### Data records
━━━━━━━━━━━━━━━━━━━━
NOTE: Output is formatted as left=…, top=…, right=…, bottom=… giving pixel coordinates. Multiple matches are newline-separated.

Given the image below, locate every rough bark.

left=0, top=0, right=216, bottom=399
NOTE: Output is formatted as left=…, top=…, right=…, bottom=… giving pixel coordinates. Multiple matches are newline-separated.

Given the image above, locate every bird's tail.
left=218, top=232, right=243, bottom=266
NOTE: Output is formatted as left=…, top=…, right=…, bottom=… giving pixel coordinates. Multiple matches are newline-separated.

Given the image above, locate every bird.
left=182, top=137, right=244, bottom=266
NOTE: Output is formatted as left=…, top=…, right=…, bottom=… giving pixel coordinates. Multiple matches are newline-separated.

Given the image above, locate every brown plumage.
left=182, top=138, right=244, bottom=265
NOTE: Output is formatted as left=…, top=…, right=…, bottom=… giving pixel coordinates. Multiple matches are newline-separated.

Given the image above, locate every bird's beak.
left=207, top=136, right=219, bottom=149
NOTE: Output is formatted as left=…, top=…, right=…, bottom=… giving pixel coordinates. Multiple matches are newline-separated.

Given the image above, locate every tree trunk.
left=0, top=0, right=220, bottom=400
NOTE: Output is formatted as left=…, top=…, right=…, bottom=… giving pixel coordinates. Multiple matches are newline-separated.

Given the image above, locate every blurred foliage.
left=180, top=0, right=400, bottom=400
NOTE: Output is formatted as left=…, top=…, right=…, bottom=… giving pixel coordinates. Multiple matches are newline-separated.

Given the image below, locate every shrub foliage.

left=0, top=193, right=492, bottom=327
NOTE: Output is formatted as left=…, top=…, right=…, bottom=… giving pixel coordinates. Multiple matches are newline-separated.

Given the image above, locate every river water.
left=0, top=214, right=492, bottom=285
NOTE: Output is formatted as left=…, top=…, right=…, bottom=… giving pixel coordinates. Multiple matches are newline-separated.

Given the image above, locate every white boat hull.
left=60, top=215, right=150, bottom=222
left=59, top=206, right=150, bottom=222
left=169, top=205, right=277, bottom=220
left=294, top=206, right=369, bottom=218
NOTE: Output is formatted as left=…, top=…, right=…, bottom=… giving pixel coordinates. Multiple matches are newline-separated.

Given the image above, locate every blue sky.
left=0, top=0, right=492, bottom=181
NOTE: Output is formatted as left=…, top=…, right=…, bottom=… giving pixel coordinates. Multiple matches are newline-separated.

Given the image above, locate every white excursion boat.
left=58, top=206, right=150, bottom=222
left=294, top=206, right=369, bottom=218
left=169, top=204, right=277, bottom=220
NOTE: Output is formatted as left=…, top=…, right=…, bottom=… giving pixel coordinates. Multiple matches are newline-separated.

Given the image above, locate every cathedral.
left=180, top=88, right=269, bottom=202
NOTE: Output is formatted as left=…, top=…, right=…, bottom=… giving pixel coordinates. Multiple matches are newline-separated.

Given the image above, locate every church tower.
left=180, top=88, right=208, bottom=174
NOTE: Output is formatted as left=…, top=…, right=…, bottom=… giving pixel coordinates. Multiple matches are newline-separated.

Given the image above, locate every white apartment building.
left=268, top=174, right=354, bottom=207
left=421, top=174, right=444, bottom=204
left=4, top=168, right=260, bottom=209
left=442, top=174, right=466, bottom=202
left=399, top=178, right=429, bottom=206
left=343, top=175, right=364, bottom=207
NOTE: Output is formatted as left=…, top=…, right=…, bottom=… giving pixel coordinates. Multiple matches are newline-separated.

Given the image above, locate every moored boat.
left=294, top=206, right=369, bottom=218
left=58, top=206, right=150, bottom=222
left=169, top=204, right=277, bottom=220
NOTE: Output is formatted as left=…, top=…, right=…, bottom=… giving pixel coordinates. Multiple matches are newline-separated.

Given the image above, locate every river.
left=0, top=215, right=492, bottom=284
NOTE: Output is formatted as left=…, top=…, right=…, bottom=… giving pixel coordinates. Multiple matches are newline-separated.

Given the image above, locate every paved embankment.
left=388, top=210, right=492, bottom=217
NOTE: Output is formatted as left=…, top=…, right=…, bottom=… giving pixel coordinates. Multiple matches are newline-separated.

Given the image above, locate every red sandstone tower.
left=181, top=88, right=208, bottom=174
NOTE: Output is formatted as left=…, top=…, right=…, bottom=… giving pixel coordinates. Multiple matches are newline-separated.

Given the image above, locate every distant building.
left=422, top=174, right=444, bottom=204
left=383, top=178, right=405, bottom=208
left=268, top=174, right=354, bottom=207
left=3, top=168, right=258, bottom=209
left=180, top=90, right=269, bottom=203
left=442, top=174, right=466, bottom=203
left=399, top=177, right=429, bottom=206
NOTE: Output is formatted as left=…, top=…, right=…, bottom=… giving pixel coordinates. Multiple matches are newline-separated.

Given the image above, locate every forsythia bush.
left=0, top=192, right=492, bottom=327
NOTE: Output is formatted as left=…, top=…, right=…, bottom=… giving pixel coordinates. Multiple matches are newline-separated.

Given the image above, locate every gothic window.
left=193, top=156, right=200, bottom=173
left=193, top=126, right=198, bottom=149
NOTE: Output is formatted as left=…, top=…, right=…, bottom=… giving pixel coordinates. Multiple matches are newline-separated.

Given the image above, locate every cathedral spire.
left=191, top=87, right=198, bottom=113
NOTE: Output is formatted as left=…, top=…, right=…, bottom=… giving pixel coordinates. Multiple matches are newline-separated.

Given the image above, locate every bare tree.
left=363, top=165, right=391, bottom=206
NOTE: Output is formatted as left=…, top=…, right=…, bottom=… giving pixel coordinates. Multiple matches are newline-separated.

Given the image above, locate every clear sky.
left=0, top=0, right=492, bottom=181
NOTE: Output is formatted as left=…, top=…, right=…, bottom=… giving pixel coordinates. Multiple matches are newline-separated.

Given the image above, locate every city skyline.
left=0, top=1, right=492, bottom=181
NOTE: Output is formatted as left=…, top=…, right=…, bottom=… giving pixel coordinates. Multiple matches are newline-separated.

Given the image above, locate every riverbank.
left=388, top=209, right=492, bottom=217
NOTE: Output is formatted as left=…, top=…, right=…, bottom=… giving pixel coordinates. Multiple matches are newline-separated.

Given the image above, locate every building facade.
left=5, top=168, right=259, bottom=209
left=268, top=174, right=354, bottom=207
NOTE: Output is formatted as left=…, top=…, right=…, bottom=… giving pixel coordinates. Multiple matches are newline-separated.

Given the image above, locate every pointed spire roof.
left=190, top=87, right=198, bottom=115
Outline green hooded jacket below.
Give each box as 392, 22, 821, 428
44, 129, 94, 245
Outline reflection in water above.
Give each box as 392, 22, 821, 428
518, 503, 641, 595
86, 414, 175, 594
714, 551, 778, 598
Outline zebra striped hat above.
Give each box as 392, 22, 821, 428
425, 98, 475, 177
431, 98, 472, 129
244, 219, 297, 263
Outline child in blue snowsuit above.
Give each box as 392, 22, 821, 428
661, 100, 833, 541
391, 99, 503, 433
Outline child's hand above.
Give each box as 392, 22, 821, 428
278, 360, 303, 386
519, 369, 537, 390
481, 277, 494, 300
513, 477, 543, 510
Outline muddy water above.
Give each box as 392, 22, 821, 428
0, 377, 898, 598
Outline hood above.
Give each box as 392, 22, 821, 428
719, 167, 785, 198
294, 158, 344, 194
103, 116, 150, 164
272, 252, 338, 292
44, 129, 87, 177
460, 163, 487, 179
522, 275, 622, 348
━━━━━━━━━━━━━━━━━━━━
Reproduce every row above word for word, changing nothing.

### Solved problem
NOTE: Output is formatted as left=…, top=…, right=…, bottom=… giving pixel coordinates. Multiple matches are newline-separated.

Given the image below, locate every rough bark.

left=0, top=0, right=216, bottom=399
NOTE: Output is formatted as left=…, top=…, right=…, bottom=… giving pixel coordinates. Multiple matches are newline-separated.

Given the image above, locate every bird's tail.
left=218, top=232, right=243, bottom=266
NOTE: Output is formatted as left=…, top=…, right=…, bottom=… giving pixel coordinates. Multiple matches are newline-separated.

Given the image above, locate every bird.
left=182, top=137, right=244, bottom=266
NOTE: Output is formatted as left=…, top=…, right=…, bottom=… giving pixel coordinates. Multiple matches are newline-separated.

Given the image above, locate every brown plumage.
left=182, top=138, right=244, bottom=265
NOTE: Output is formatted as left=…, top=…, right=…, bottom=… giving pixel coordinates. Multiple matches are newline-separated.

Given the image above, locate every bird's beak.
left=207, top=136, right=219, bottom=149
NOTE: Output is formatted as left=…, top=…, right=…, bottom=… giving pixel coordinates. Multiple matches are newline-separated.

Given the image above, locate every tree trunk.
left=0, top=0, right=220, bottom=400
NOTE: Output is formatted as left=…, top=…, right=…, bottom=… giving pixel coordinates. Multiple matches are newline-separated.

Given the image above, locate every blurred foliage.
left=180, top=0, right=400, bottom=400
NOTE: Output is formatted as left=…, top=…, right=…, bottom=… giving pixel coordinates. Multiple matches are newline-separated.

Given the image below, locate every shrub foliage.

left=0, top=193, right=492, bottom=327
NOTE: Output is formatted as left=…, top=…, right=…, bottom=… giving pixel coordinates. Multiple matches are newline-separated.

Given the image above, locate every river water.
left=0, top=214, right=492, bottom=285
NOTE: Output is formatted as left=…, top=…, right=…, bottom=… giving pixel coordinates. Multiple matches are newline-separated.

Given the image above, locate every white boat hull.
left=60, top=215, right=150, bottom=222
left=59, top=206, right=150, bottom=222
left=169, top=205, right=277, bottom=220
left=294, top=206, right=369, bottom=218
NOTE: Output is formatted as left=…, top=…, right=…, bottom=… giving pixel coordinates. Multiple matches are newline-separated.

Given the image above, locate every blue sky.
left=0, top=0, right=492, bottom=181
NOTE: Output is formatted as left=…, top=…, right=…, bottom=… giving pixel coordinates. Multiple matches are newline-separated.

Given the image above, locate every white excursion boat.
left=58, top=206, right=150, bottom=222
left=294, top=206, right=369, bottom=218
left=169, top=204, right=277, bottom=220
NOTE: Output is formatted as left=…, top=…, right=…, bottom=… giving pixel coordinates. Multiple matches are newline-separated.

Given the image above, locate every cathedral.
left=180, top=88, right=269, bottom=202
NOTE: Output is formatted as left=…, top=…, right=…, bottom=… giving pixel coordinates. Multiple matches are newline-separated.

Given the image above, locate every church tower.
left=180, top=88, right=208, bottom=174
NOTE: Output is formatted as left=…, top=…, right=…, bottom=… giving pixel coordinates. Multiple matches are newline-separated.

Given the image above, locate every white apartment building.
left=268, top=174, right=354, bottom=207
left=421, top=174, right=444, bottom=204
left=4, top=168, right=260, bottom=209
left=442, top=174, right=466, bottom=202
left=399, top=178, right=429, bottom=206
left=343, top=175, right=364, bottom=207
NOTE: Output is formatted as left=…, top=…, right=…, bottom=… giving pixel coordinates. Multiple matches are newline-separated.

Given the image above, locate every moored boat.
left=294, top=206, right=369, bottom=218
left=58, top=206, right=150, bottom=222
left=169, top=204, right=277, bottom=220
NOTE: Output is formatted as left=…, top=…, right=…, bottom=… giving pixel coordinates. Multiple matches are newline-separated.

Given the image above, locate every river.
left=0, top=215, right=492, bottom=284
NOTE: Output is formatted as left=…, top=…, right=…, bottom=… giving pixel coordinates. Multiple matches are newline-separated.

Given the image above, locate every paved embankment.
left=388, top=210, right=492, bottom=217
NOTE: Output is formatted as left=…, top=…, right=…, bottom=… giving pixel coordinates. Multiple matches are newline-separated.

Given the image above, locate every red sandstone tower.
left=181, top=88, right=208, bottom=174
NOTE: Output is formatted as left=…, top=…, right=…, bottom=… giving pixel coordinates. Multiple matches are newline-separated.

Given the image above, locate every distant building.
left=422, top=174, right=444, bottom=204
left=383, top=178, right=405, bottom=208
left=268, top=174, right=354, bottom=207
left=3, top=168, right=258, bottom=209
left=180, top=90, right=269, bottom=203
left=442, top=174, right=466, bottom=203
left=399, top=177, right=429, bottom=206
NOTE: Output is formatted as left=…, top=…, right=…, bottom=… giving pixel coordinates. Multiple matches are newline-separated.

Given the image above, locate every forsythia bush.
left=0, top=192, right=492, bottom=327
NOTE: Output is formatted as left=…, top=…, right=…, bottom=… giving pixel coordinates. Multiple matches are newline-separated.

Given the image above, locate every gothic window.
left=193, top=156, right=200, bottom=173
left=193, top=126, right=198, bottom=149
NOTE: Output is formatted as left=…, top=…, right=…, bottom=… giving pixel coordinates. Multiple matches are newline-separated.

Given the image above, locate every cathedral spire.
left=191, top=87, right=198, bottom=113
NOTE: Output is formatted as left=…, top=…, right=…, bottom=… giving pixel coordinates. Multiple matches are newline-separated.

Given the image above, locate every bare tree.
left=363, top=165, right=391, bottom=206
NOTE: Output is formatted as left=…, top=…, right=…, bottom=… giving pixel coordinates. Multiple matches are newline-separated.

Given the image above, locate every clear sky.
left=0, top=0, right=492, bottom=181
NOTE: Output is formatted as left=…, top=…, right=…, bottom=… giving pixel coordinates. Multiple matches are newline-separated.

Given the image above, locate every city skyline.
left=0, top=1, right=492, bottom=181
NOTE: Output is formatted as left=…, top=…, right=…, bottom=… giving pixel coordinates. Multiple matches are newline-separated.

Given the image above, locate every riverbank.
left=388, top=209, right=492, bottom=217
NOTE: Output is formatted as left=…, top=…, right=…, bottom=… giving pixel coordinates. Multiple matches are newline-separated.

Given the image above, locate every building facade.
left=5, top=168, right=259, bottom=209
left=268, top=174, right=354, bottom=207
NOTE: Output is formatted as left=…, top=…, right=…, bottom=… giving pixel coordinates. Multiple matches are newline-separated.

Given the image above, locate every pointed spire roof.
left=190, top=87, right=198, bottom=115
Outline green hooded jacket below.
Give each box as 392, 22, 821, 428
44, 129, 94, 245
Outline reflection in water above.
Give each box as 392, 22, 821, 428
518, 503, 641, 595
86, 414, 175, 594
714, 551, 778, 598
Outline zebra striped hat above.
Give each box as 392, 22, 821, 428
425, 98, 475, 177
431, 98, 472, 129
244, 219, 297, 263
Outline child in blue snowsuit above.
Give each box as 392, 22, 821, 428
661, 100, 833, 541
391, 99, 503, 433
Outline child's hand above.
Give each box as 392, 22, 821, 428
278, 360, 303, 386
519, 369, 537, 390
481, 277, 494, 300
513, 477, 543, 510
Outline muddy water above.
Give each box as 392, 22, 821, 428
0, 377, 898, 598
Outline hood above.
Give each box as 392, 22, 821, 428
719, 167, 785, 198
294, 158, 344, 194
103, 116, 150, 164
272, 252, 338, 292
44, 129, 87, 177
460, 163, 487, 179
522, 275, 622, 348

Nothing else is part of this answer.